++++ Aangeleverde tekst ++++
Ik schreef Wanderlust aan het einde van de jaren negentig in een wereld die al gepolariseerd was en de positieve reactie van lezers en recensenten op het boek verwarde me dan ook. Misschien was het het genoegen om over pelgrimstochten en tippelende prostituees te lezen, waardoor hun haren niet rechtovereind gingen staan vanwege het feit dat dit boek tevens stelling nam tegen industrialisatie, privatisering van het open veld, de onderdrukking en gevangenneming van vrouwen, tegen voorsteden, de ontlichaming van het alledaagse en nog zowat van die dingen. Het boek legde een enorm gebied voor me open dat ik blijf verkennen; in een aantal opzichten zette mijn boek over Eadweard Muybridge in 2003 mijn onderzoek voort naar de industrialisatie van tijd en ruimte en de versnelling van het dagelijks leven dat met Wanderlust begon; in Hope in the Dark onderzocht ik de macht van burgers op straat om de wereld te veranderen verder; en in A Field Guide to Getting Lost wijdde ik uit over het nut van ronddolen en onzekerheid. Ik bewandel nog steeds het terrein van Wanderlust, dat voor mij een kaart van de wereld vormt, selectief als alle kaarten maar tegelijk ook veelomvattend.
++++ Geëxtraheerde gegevens ++++
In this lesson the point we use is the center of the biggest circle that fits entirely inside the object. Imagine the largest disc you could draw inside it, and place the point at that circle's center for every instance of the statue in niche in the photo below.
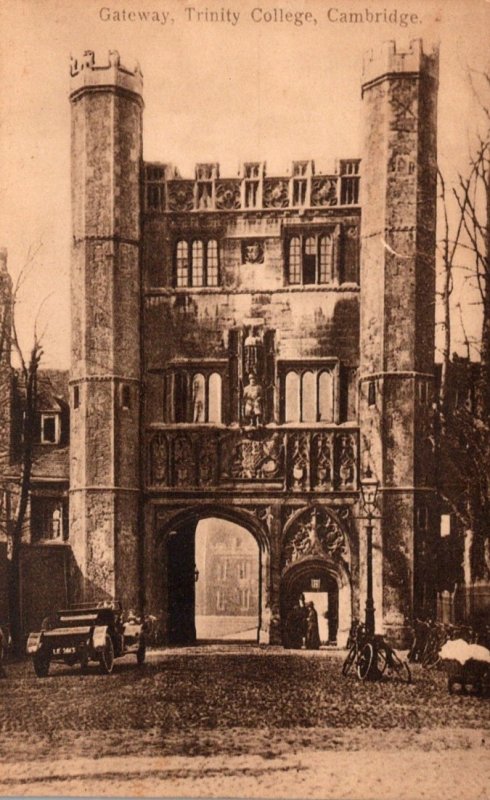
(300, 462)
(253, 405)
(323, 462)
(252, 252)
(253, 352)
(347, 469)
(159, 459)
++++
» Doel opdracht:
Pak de tekst over Wanderlust op na de laatste zin en schrijf hem verder. De lijst speelt hierbij geen enkele rol.

» Resultaat opdracht:
Wat me veel plezier deed was dat ik door het onderzoek voor dit boek en het schrijven ervan tot een reeks conclusies en beschrijvingen kon komen waarin vele vertrouwde scheidingen ongedaan werden gemaakt. Onder het wandelen kunnen lichaam en geest zodanig samenwerken dat het denken bijna een fysieke, ritmische handeling wordt – tot zover de cartesiaanse scheiding van lichaam en geest. Spiritualiteit en seksualiteit doen hun intrede; de grote wandelaars lopen door zowel stedelijke als landelijke gebieden vaak op dezelfde manier; en zelfs verleden en heden beginnen samen te vallen wanneer je loopt zoals onze verre voorouders deden of wanneer je een bepaalde gebeurtenis in de geschiedenis of je eigen leven opnieuw beleeft door nogmaals die weg af te leggen. En elke wandeling beweegt zich door de ruimte als een draad door stof, en naait die tot een doorlopende ervaring bijeen – zo totaal anders dan de manier waarop reizen per vliegtuig de tijd en ruimte in stukjes hakt, en zelfs auto’s en treinen doen dat. Deze doorgaande stroom, deze continuïteit, is een van de dingen die we volgens mij zijn kwijtgeraakt in het industriële tijdperk – maar we kunnen ervoor kiezen om die opnieuw op te eisen, steeds weer, en sommigen van ons doen dat ook. De velden en straten wachten.